Exercise requirements:
Pull out every line below that contains the word "bicycle" and copy each one in full.

Entries:
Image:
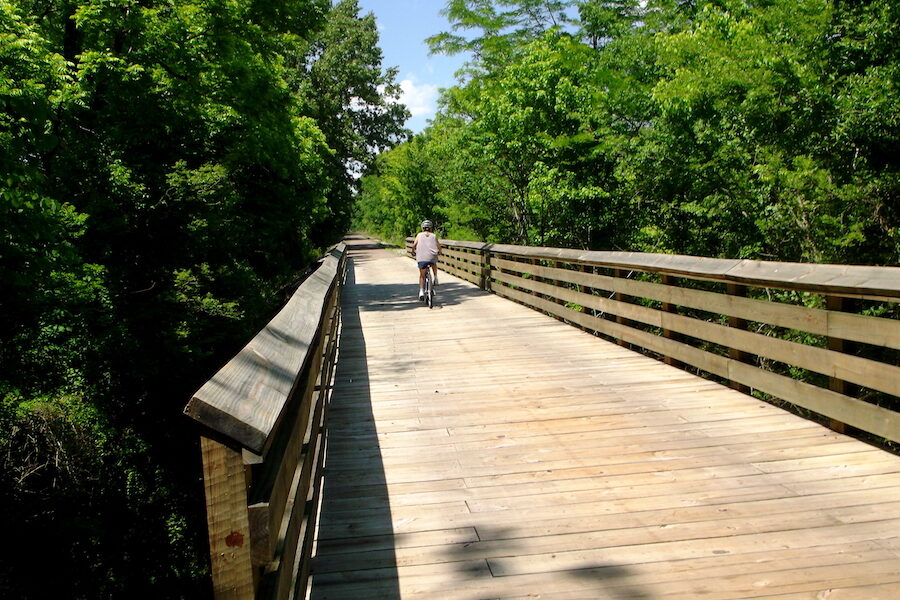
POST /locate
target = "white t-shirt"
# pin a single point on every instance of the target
(426, 246)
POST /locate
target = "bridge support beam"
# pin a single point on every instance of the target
(225, 482)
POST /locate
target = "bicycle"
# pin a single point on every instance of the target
(428, 289)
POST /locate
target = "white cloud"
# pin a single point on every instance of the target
(420, 99)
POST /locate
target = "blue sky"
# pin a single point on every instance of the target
(403, 26)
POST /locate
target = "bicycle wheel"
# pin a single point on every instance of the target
(429, 290)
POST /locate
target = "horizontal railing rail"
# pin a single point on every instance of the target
(824, 338)
(263, 443)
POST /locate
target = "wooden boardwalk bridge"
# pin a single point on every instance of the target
(484, 450)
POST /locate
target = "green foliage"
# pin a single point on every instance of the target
(166, 168)
(736, 129)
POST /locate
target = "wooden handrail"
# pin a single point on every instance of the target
(655, 309)
(263, 443)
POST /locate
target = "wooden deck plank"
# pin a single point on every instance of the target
(482, 450)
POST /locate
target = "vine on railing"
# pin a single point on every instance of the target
(263, 442)
(825, 338)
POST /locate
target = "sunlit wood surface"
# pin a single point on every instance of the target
(481, 450)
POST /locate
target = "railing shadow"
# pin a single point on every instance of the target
(355, 510)
(404, 296)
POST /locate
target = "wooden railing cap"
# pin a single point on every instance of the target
(846, 280)
(245, 400)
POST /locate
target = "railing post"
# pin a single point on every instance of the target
(735, 289)
(225, 482)
(837, 304)
(620, 297)
(486, 269)
(668, 333)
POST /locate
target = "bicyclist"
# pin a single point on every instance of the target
(426, 248)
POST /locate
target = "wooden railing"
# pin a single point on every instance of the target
(806, 334)
(263, 442)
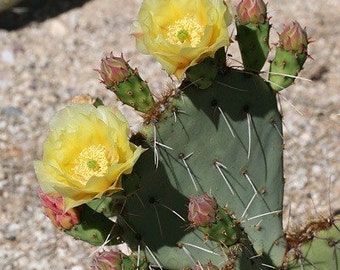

Response to this task:
target = "bicycle"
target = "bicycle wheel"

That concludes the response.